O que fazer:
a: Transcreva da crônica, sem nenhuma alteração, o trecho que começa nas palavras "É sexta-feira. Sigo" e termina logo depois de "dias de hoje.".
b: Segundo a crônica, por que o motorista x tomou um gancho, e o que ele perde com isso? Responda em uma a três frases.

Texto selecionado:
--------------------------------
7.4.19

Crônicas de uma cidade fantástica 12: Mantenha a esquerda!


É sexta-feira. Sigo para a aula de Introdução ao Direito – A lei é um último ato de fé antes da força, até porque "Tudo, aliás, é a ponta de um mistério. Inclusive, os fatos." Depois haverá aula de Economia Política e, tal qual o livro do professor Jorge Caldeira, "História da riqueza no Brasil", a gente vai tentar esquecer os mortos de fome, os assassinados, a escravidão, as traições, e ler a formação da riqueza, porque, em que pese a necessidade de apagar Zumbi, Marighela, Luís Gama e os indígenas brasileiros (o único nome que encontro é o de um fantasioso Caramuru), a vida do “mundo” melhorou mais nestes 200 anos que em todo a eternidade para trás. Ainda que o preço – e a julgar pela liderança brasileira e do país mais poderoso do mundo, isso não importe – seja a eliminação de parte dos mais de sete bilhões de habitantes que andam por aqui nos dias de hoje.

Na Saens Pena, um 409 aguarda um número maior de passageiros, ou o horário, para sair. O motorista e o fiscal conversam sobre o motorista x, que tomou um gancho porque rodou no dia anterior e só carregou 400 passageiros. Com o gancho, ele perde a cesta básica. Rapidamente, guardo o texto do Durkheim e tento fazer uma conta: num dia ruim, capaz de punir um motorista, um ônibus, com um turno, pode fazer R$1.600,00 (400 x R$4,0); se multiplicarmos isso por 30, temos um total de R$48.000,00. A imaginação é fértil. Entro no Google, e coloco “Quanto custa um ônibus novo”. Aparece uma espaçonave, muito superior aos nossos coletivos: R$850.000,00. Um mais perto dos que usamos, da Ônibus Bepobus Citta, está por R$389.900,00¹. E eu nem comecei a negociar o preço para comprar 10, ou 20.

Tudo isso, enquanto esperam para aumentar o número de passageiros. Ao ver que os dois atacam o motorista x, penso no vídeo do professor Clóvis de Barros Filho e o papel da ideologia. Decido ir para trás.
--------------------------------
Trechos do material:
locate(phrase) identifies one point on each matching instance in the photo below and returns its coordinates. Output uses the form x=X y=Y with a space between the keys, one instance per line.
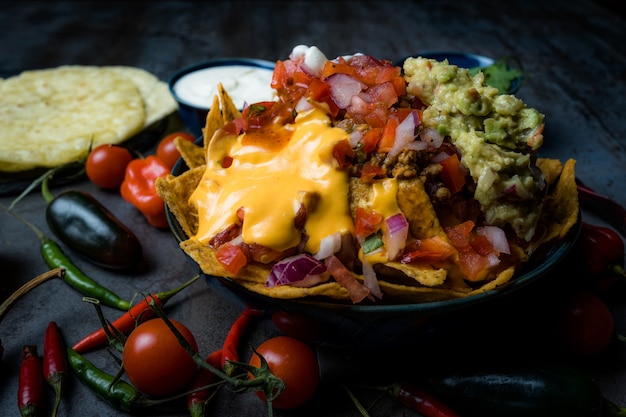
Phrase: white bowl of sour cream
x=246 y=80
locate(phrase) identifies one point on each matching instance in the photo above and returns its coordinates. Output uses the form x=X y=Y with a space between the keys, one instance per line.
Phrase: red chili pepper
x=138 y=188
x=55 y=367
x=230 y=349
x=602 y=255
x=416 y=399
x=203 y=377
x=30 y=393
x=139 y=313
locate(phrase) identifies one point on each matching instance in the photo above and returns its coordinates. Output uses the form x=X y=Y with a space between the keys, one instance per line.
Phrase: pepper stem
x=20 y=292
x=166 y=295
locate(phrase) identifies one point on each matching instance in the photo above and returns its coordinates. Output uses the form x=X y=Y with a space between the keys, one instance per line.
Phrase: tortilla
x=399 y=282
x=52 y=117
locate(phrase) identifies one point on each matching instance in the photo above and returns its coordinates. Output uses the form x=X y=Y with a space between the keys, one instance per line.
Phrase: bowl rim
x=216 y=62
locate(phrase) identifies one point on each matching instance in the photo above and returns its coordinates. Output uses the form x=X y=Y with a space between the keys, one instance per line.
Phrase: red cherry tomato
x=295 y=363
x=167 y=151
x=154 y=360
x=298 y=325
x=106 y=165
x=585 y=323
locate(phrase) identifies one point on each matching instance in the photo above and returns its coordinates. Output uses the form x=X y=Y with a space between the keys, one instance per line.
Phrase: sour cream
x=243 y=83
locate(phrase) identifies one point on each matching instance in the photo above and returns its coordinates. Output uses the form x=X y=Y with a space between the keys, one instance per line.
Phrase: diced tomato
x=399 y=85
x=432 y=249
x=369 y=140
x=343 y=153
x=319 y=90
x=340 y=67
x=389 y=134
x=453 y=175
x=279 y=77
x=473 y=265
x=367 y=222
x=231 y=257
x=473 y=250
x=302 y=78
x=383 y=93
x=459 y=235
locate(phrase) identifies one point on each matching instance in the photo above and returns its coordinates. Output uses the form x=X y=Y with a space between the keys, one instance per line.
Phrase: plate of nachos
x=366 y=186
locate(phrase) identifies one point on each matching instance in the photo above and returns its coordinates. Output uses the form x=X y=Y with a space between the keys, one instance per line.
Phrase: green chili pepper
x=55 y=257
x=116 y=392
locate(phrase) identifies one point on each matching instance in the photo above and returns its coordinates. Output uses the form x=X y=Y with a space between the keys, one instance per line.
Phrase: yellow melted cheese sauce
x=270 y=183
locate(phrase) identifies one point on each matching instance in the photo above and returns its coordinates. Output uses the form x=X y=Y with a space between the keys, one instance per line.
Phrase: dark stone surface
x=572 y=52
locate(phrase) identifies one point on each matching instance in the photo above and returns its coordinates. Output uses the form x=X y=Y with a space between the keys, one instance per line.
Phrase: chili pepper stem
x=362 y=410
x=45 y=190
x=24 y=289
x=166 y=295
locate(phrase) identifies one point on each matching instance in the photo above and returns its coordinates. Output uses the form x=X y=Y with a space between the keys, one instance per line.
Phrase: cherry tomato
x=106 y=165
x=167 y=151
x=585 y=323
x=295 y=363
x=154 y=360
x=298 y=325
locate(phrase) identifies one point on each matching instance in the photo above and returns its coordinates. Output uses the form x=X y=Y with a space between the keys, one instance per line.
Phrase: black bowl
x=343 y=325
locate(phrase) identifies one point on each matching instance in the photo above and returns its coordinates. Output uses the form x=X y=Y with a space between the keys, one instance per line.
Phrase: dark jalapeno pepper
x=536 y=390
x=84 y=224
x=116 y=392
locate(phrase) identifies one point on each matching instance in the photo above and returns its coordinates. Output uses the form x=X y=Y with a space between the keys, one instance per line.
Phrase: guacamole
x=496 y=134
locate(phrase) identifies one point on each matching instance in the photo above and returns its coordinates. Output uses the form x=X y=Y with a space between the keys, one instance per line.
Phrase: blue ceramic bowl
x=464 y=60
x=344 y=325
x=194 y=108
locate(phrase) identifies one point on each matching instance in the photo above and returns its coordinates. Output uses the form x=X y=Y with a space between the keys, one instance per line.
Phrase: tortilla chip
x=418 y=209
x=229 y=110
x=213 y=122
x=561 y=208
x=551 y=169
x=331 y=290
x=176 y=191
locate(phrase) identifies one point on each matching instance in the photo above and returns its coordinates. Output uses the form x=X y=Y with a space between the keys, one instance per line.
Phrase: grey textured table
x=572 y=51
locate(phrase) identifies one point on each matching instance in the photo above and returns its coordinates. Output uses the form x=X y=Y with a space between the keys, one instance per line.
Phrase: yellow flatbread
x=51 y=117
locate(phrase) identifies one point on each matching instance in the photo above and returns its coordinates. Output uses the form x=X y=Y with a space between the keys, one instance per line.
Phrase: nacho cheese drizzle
x=271 y=185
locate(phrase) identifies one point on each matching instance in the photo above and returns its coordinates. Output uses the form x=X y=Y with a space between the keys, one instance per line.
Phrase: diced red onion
x=343 y=87
x=395 y=234
x=370 y=279
x=300 y=270
x=496 y=237
x=405 y=134
x=329 y=246
x=355 y=138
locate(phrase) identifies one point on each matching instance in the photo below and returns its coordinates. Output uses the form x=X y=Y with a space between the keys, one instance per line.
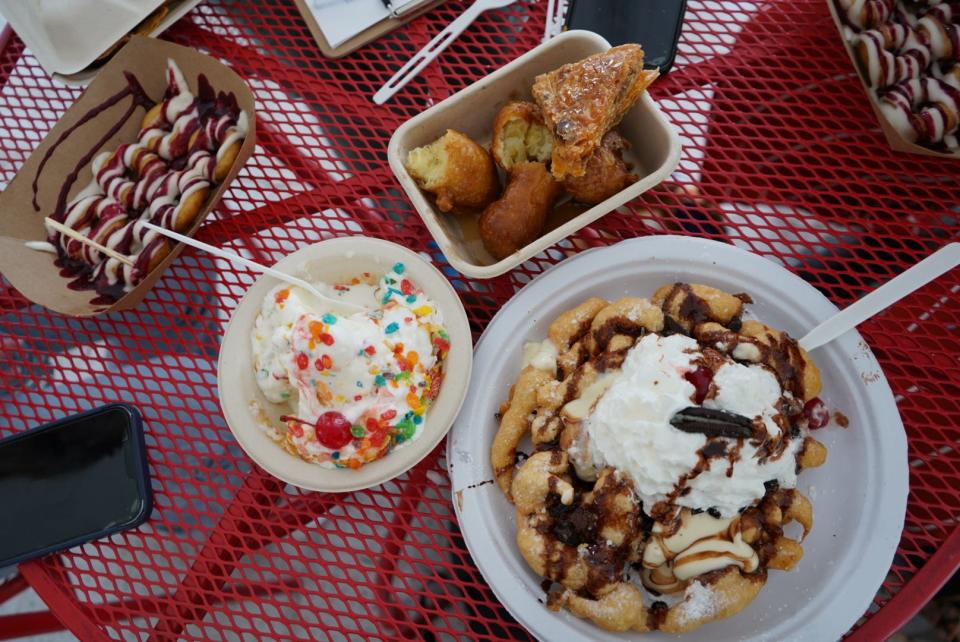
--------------------------------
Soluções por tarefa:
a:
É sexta-feira. Sigo para a aula de Introdução ao Direito – A lei é um último ato de fé antes da força, até porque "Tudo, aliás, é a ponta de um mistério. Inclusive, os fatos." Depois haverá aula de Economia Política e, tal qual o livro do professor Jorge Caldeira, "História da riqueza no Brasil", a gente vai tentar esquecer os mortos de fome, os assassinados, a escravidão, as traições, e ler a formação da riqueza, porque, em que pese a necessidade de apagar Zumbi, Marighela, Luís Gama e os indígenas brasileiros (o único nome que encontro é o de um fantasioso Caramuru), a vida do “mundo” melhorou mais nestes 200 anos que em todo a eternidade para trás. Ainda que o preço – e a julgar pela liderança brasileira e do país mais poderoso do mundo, isso não importe – seja a eliminação de parte dos mais de sete bilhões de habitantes que andam por aqui nos dias de hoje.

b: O motorista x tomou um gancho porque rodou no dia anterior e só carregou 400 passageiros. Com o gancho, ele perde a cesta básica.